═════ Records shown

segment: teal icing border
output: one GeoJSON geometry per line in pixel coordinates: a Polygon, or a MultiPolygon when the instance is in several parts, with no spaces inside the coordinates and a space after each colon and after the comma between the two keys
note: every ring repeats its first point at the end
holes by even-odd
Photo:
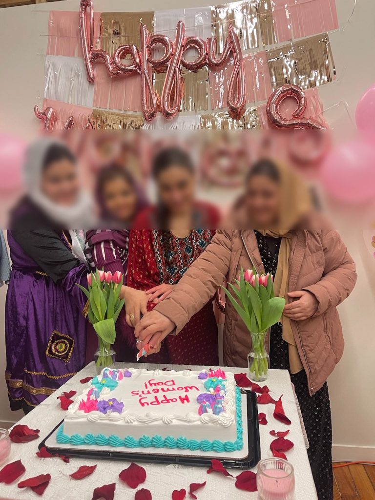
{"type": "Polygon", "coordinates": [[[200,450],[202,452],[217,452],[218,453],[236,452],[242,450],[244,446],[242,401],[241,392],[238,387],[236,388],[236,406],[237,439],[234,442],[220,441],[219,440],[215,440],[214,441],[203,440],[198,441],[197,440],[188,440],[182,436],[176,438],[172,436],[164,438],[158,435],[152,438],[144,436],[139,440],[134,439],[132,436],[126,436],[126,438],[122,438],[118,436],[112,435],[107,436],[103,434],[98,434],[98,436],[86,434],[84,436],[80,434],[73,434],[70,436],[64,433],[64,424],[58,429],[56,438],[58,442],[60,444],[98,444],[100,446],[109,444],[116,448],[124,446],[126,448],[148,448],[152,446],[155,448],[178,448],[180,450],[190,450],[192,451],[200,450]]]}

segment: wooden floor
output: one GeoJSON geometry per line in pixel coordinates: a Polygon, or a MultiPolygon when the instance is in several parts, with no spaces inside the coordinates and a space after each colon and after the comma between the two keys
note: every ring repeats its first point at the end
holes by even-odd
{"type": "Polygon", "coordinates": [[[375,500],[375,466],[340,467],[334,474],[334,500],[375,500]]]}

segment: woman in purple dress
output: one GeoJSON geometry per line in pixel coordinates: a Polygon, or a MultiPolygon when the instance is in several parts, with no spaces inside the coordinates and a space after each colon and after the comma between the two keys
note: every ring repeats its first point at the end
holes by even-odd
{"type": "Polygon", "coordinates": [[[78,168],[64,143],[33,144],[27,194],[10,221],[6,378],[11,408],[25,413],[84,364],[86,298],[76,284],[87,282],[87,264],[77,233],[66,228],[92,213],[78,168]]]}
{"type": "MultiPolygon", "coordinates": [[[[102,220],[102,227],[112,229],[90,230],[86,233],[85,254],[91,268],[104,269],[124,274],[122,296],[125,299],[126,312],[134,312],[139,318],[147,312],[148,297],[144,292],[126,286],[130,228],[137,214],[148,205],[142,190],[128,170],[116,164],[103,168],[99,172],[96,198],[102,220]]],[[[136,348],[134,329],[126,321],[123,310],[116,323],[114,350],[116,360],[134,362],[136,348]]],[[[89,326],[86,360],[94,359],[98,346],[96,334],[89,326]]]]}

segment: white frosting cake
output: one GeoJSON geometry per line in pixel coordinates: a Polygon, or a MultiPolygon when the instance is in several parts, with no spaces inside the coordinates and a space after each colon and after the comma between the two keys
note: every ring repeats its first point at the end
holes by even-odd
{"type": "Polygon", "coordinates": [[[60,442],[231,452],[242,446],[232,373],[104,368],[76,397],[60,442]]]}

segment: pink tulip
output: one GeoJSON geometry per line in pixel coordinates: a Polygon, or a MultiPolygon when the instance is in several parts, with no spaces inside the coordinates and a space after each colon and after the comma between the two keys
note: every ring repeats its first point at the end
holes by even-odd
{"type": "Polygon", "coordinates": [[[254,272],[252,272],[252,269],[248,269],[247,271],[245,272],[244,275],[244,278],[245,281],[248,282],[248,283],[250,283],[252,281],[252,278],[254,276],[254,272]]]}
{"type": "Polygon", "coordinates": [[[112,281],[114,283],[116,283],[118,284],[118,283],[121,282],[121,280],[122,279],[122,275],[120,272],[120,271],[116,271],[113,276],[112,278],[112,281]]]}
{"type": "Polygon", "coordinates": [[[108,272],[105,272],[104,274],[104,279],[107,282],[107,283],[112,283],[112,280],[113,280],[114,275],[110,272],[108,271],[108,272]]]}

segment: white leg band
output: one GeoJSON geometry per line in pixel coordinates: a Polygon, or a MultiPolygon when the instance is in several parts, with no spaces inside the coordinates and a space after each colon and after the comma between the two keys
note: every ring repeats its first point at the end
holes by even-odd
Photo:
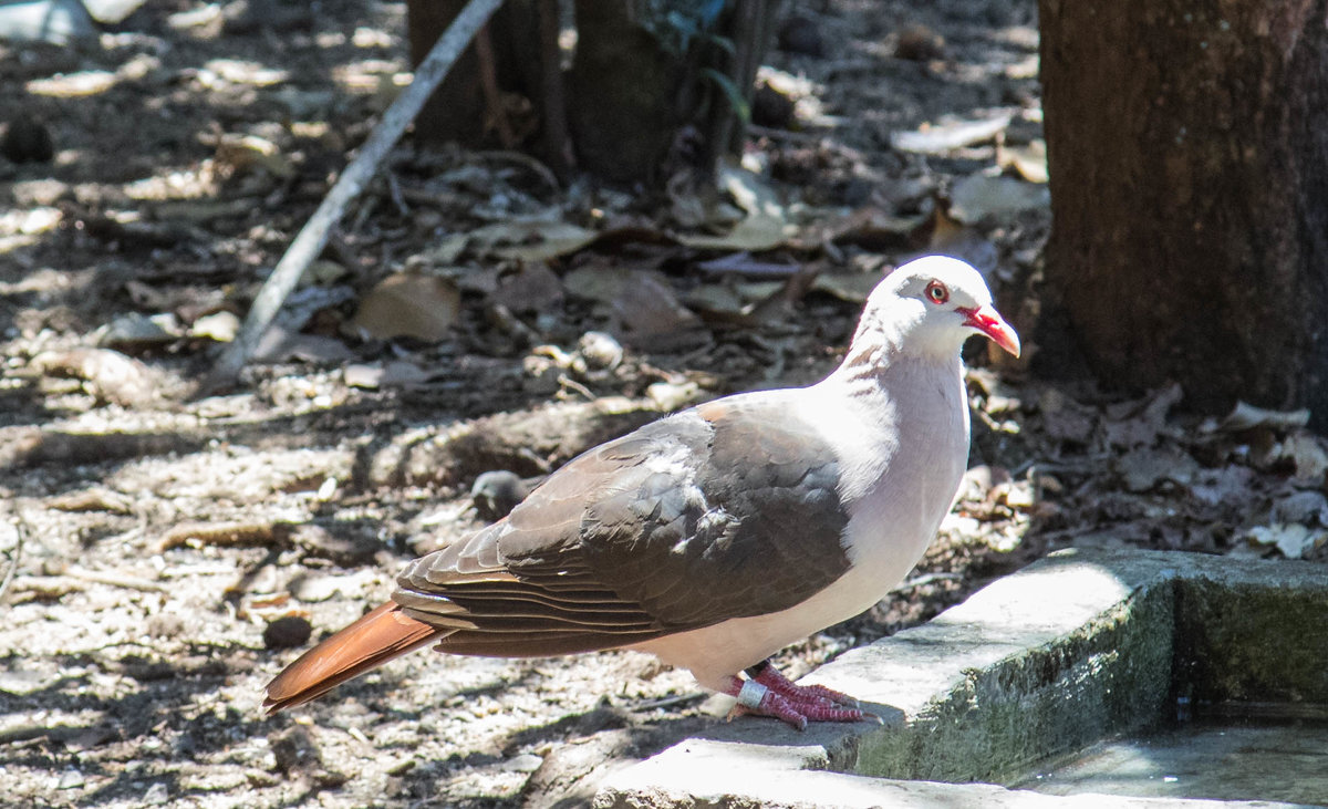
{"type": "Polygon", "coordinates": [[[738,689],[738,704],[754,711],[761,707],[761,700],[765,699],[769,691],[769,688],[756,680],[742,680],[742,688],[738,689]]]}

══════════

Reproduce all of the records above verbatim, line for line, leaving out the pictures.

§ **Exercise answer**:
segment: teal icing border
output: one GeoJSON geometry per line in pixel coordinates: a Polygon, or a MultiPolygon when the instance is in several parts, with no spaces inside the coordinates and a space after each colon and after the comma between the two keys
note: every ring repeats its first point at the end
holes by even-odd
Photo:
{"type": "Polygon", "coordinates": [[[200,450],[202,452],[217,452],[218,453],[236,452],[242,450],[244,446],[242,401],[241,392],[238,387],[236,388],[236,406],[237,439],[234,442],[220,441],[219,440],[215,440],[214,441],[203,440],[198,441],[197,440],[188,440],[182,436],[176,438],[172,436],[164,438],[158,435],[152,438],[144,436],[139,440],[134,439],[132,436],[126,436],[126,438],[122,438],[118,436],[112,435],[107,436],[103,434],[98,434],[98,436],[86,434],[84,436],[80,434],[73,434],[70,436],[64,433],[64,424],[58,429],[56,438],[58,442],[60,444],[98,444],[100,446],[109,444],[116,448],[124,446],[126,448],[148,448],[152,446],[155,448],[178,448],[180,450],[190,450],[192,451],[200,450]]]}

segment: wooden floor
output: one GeoJSON geometry per line in pixel coordinates: a Polygon, or a MultiPolygon when the instance is in several parts, with no spaces inside the coordinates and a space after each colon and after the comma between the two keys
note: every ring repeats its first point at the end
holes by even-odd
{"type": "Polygon", "coordinates": [[[375,500],[375,466],[340,467],[334,474],[334,500],[375,500]]]}

segment: woman in purple dress
output: one GeoJSON geometry per line in pixel coordinates: a Polygon, or a MultiPolygon when the instance is in several parts, with no spaces inside the coordinates and a space after each colon and after the comma between the two keys
note: every ring repeats its first point at the end
holes by even-odd
{"type": "Polygon", "coordinates": [[[78,168],[64,143],[33,144],[27,194],[10,221],[6,378],[11,408],[25,413],[84,364],[86,298],[76,284],[87,282],[87,264],[77,233],[66,228],[92,213],[78,168]]]}
{"type": "MultiPolygon", "coordinates": [[[[102,220],[102,227],[112,229],[90,230],[86,233],[85,254],[91,268],[104,269],[124,274],[122,296],[125,299],[126,312],[134,312],[139,318],[147,312],[148,297],[144,292],[126,286],[130,228],[137,214],[148,205],[142,190],[128,170],[116,164],[103,168],[99,172],[96,198],[102,220]]],[[[136,348],[134,329],[126,321],[123,310],[116,323],[114,350],[116,360],[134,362],[136,348]]],[[[89,326],[86,360],[94,359],[98,346],[96,334],[89,326]]]]}

segment: white frosting cake
output: one GeoJSON geometry per line in pixel coordinates: a Polygon, or a MultiPolygon when the instance is in several parts, with no spaces inside the coordinates and a space after each colon and after the comma between the two keys
note: every ring repeats its first point at the end
holes by even-odd
{"type": "Polygon", "coordinates": [[[60,442],[231,452],[242,446],[232,373],[104,368],[76,397],[60,442]]]}

segment: pink tulip
output: one GeoJSON geometry per line in pixel coordinates: a Polygon, or a MultiPolygon when the instance is in several parts, with no spaces inside the coordinates and a space after each colon and after the comma between the two keys
note: every ring repeats its first point at the end
holes by even-odd
{"type": "Polygon", "coordinates": [[[254,272],[252,272],[252,269],[248,269],[247,271],[245,272],[244,275],[244,278],[245,281],[248,282],[248,283],[250,283],[252,281],[252,278],[254,276],[254,272]]]}
{"type": "Polygon", "coordinates": [[[112,281],[114,283],[116,283],[118,284],[118,283],[121,282],[121,280],[122,279],[122,275],[120,272],[120,271],[116,271],[113,276],[112,278],[112,281]]]}
{"type": "Polygon", "coordinates": [[[108,272],[105,272],[104,274],[104,279],[107,282],[107,283],[112,283],[112,280],[113,280],[114,275],[110,272],[108,271],[108,272]]]}

segment: white leg band
output: one GeoJSON geometry per line in pixel coordinates: a Polygon, or a MultiPolygon when the instance is in several parts, with no spaces inside the coordinates and a space after each colon and after the comma between the two keys
note: every ring repeats its first point at the end
holes by even-odd
Photo:
{"type": "Polygon", "coordinates": [[[738,689],[738,704],[754,711],[761,707],[761,700],[765,699],[769,691],[769,688],[756,680],[742,680],[742,688],[738,689]]]}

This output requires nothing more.